The latest announcement of job cuts comes amid the reporting of a net loss of €1.6bn by Philips during the full year 2022


Philips global headquarters in Amsterdam. (Credit: Koninklijke Philips N.V.)

Philips said that it will cut an additional 6,000 jobs worldwide by 2025 as part of its efforts to achieve a simplified operating model to become more agile and competitive.

Last October, the Dutch health technology company announced 4,000 job cuts, which are under implementation as planned.

In connection with the latest announcement, Philips will cut half of the jobs, that is 3,000, in accordance with the relevant local regulations and processes.

The job cuts announcement comes amid the release of the company’s fourth quarter and full year 2022 results.

Philips was hit by a net loss of €1.6bn during the full year 2022, compared to a net income of €3.3bn in 2021. The loss was mainly because of the previously disclosed non-cash goodwill amounting to €1.5bn and research and development (R&D) impairment charges, said the company.

In Q4 2022, the company reported a net loss of €105m compared to a net income of €151m in the same quarter of 2021.

Royal Philips CEO Roy Jakobs said: “2022 has been a very difficult year for Philips and our stakeholders, and we are taking firm actions to improve our execution and step up performance with urgency.

* **DATA RECORDS**:
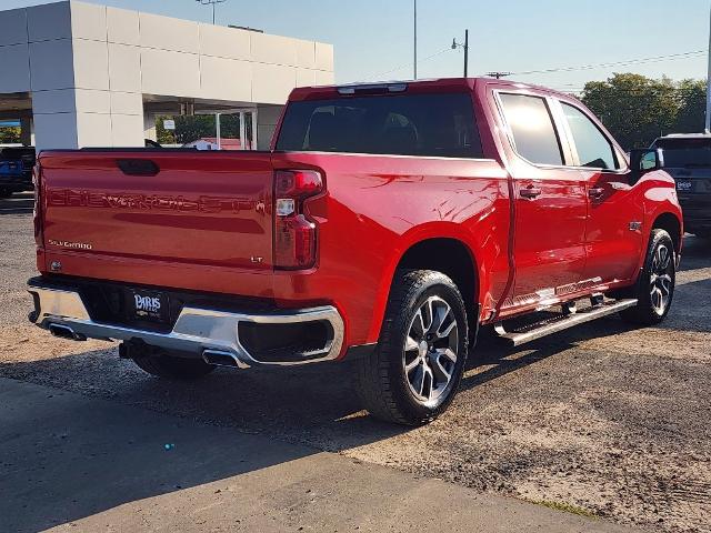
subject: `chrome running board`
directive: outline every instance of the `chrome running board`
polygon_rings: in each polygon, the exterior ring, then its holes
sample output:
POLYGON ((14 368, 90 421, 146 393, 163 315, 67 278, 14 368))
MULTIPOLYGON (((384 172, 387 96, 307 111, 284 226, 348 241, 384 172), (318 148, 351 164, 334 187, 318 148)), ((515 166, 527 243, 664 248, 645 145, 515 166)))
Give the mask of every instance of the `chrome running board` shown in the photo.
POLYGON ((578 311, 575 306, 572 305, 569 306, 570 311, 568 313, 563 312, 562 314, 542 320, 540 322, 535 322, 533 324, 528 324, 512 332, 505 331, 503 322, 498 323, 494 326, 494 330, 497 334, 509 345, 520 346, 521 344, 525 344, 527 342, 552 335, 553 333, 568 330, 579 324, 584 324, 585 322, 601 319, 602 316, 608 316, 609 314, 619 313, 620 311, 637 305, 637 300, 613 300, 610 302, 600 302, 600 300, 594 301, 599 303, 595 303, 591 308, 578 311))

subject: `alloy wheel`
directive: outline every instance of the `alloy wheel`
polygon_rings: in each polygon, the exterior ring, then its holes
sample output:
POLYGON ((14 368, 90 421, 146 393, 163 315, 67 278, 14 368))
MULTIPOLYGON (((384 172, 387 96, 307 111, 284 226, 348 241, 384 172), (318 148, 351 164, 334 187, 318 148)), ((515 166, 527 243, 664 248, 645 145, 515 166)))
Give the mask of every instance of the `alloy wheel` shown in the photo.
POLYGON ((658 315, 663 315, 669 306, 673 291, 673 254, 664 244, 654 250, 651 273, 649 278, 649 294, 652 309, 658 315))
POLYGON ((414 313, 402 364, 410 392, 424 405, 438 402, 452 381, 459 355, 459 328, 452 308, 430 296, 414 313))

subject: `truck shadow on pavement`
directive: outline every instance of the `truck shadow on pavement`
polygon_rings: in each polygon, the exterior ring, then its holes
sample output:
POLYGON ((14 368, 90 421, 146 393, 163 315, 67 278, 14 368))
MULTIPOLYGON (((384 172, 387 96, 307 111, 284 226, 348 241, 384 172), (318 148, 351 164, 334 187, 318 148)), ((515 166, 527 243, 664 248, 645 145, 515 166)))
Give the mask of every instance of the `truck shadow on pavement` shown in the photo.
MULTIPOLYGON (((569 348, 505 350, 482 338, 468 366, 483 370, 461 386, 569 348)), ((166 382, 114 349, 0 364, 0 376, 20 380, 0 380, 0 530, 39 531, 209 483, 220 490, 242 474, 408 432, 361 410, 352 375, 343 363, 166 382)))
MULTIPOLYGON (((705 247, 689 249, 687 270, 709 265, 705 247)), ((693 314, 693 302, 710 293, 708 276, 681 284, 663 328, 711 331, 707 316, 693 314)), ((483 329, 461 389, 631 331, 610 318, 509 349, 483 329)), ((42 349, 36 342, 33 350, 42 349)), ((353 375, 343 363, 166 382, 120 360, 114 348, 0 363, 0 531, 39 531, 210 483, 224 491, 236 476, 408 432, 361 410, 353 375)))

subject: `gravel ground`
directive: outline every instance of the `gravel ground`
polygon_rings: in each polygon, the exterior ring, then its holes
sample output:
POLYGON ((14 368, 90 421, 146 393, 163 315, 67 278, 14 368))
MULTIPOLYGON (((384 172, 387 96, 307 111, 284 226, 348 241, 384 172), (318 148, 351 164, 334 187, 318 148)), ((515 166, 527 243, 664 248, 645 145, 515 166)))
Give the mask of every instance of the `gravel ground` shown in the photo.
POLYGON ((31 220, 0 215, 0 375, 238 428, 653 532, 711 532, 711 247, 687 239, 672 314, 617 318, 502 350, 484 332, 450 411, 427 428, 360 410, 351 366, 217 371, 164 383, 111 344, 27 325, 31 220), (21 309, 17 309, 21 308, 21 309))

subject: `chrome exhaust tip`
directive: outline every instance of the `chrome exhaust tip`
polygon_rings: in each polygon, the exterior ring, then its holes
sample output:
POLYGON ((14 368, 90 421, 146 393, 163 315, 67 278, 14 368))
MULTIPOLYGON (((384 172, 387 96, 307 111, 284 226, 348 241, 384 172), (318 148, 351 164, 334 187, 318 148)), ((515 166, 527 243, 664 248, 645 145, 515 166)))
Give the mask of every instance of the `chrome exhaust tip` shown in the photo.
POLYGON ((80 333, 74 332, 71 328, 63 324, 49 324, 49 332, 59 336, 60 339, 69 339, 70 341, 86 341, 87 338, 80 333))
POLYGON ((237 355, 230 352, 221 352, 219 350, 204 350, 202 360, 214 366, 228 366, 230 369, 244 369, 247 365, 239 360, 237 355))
* * *
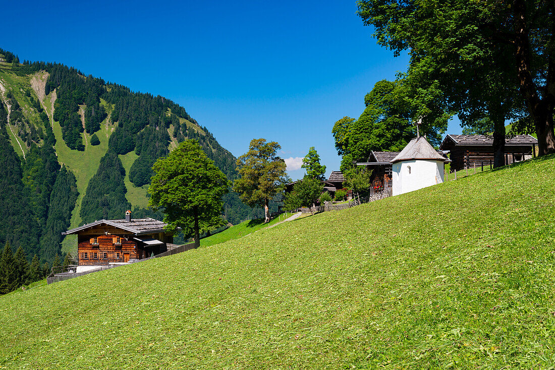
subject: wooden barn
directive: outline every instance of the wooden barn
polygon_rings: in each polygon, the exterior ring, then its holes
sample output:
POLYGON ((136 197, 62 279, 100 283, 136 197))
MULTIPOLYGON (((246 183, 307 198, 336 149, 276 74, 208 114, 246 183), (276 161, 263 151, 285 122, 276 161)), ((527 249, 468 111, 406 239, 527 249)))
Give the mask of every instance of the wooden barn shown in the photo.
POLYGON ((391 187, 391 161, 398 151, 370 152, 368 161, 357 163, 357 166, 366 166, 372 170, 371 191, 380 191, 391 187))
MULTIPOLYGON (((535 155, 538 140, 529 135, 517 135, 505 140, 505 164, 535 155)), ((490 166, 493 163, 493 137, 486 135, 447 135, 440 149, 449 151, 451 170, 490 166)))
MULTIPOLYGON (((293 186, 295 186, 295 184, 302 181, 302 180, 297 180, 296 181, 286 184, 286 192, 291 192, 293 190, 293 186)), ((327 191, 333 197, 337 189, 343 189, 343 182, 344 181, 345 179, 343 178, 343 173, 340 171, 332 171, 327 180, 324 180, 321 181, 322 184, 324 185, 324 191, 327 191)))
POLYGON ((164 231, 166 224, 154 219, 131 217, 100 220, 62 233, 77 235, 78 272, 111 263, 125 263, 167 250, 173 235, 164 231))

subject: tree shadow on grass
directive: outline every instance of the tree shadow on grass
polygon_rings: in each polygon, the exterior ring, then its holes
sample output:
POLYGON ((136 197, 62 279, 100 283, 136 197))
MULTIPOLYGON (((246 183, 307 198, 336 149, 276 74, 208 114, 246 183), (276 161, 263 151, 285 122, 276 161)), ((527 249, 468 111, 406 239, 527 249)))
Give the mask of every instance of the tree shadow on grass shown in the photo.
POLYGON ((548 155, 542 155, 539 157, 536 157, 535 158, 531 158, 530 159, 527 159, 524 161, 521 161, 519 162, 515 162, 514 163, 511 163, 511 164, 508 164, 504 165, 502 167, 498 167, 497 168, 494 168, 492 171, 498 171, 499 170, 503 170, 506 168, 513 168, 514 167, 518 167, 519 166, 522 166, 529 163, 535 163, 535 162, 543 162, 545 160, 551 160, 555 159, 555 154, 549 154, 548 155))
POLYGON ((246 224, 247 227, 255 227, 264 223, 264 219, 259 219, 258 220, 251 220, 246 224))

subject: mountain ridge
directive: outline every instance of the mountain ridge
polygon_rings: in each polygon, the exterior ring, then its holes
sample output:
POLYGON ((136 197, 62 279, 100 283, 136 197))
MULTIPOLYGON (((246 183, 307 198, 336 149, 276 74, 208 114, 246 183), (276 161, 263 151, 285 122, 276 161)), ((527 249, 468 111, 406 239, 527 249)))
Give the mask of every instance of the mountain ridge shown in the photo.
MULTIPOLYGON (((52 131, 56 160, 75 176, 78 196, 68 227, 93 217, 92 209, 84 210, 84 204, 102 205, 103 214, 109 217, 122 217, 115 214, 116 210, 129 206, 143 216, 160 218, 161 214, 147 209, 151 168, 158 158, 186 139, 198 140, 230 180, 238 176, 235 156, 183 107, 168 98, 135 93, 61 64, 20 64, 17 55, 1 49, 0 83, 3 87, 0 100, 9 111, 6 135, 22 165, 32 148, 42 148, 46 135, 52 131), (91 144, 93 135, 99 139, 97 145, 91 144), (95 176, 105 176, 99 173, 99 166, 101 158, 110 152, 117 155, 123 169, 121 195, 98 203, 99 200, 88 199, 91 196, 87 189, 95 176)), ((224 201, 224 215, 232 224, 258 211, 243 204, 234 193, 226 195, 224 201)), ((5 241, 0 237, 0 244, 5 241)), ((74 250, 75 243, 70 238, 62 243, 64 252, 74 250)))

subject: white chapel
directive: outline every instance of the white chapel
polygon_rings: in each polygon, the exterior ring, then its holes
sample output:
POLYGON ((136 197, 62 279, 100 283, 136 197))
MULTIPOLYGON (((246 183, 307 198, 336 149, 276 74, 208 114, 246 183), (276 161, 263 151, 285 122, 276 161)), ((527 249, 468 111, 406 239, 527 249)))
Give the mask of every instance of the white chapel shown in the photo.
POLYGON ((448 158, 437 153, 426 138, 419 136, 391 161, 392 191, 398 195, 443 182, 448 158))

* **REQUIRED WORK**:
Rewrite the paragraph of the Philips job-cuts article that begins "Philips said that it will cut" as one shorter sentence, keeping its main facts.

* **ANSWER SECTION**:
Philips plans to cut another 6,000 jobs worldwide by 2025 to simplify its operating model and become more agile and competitive.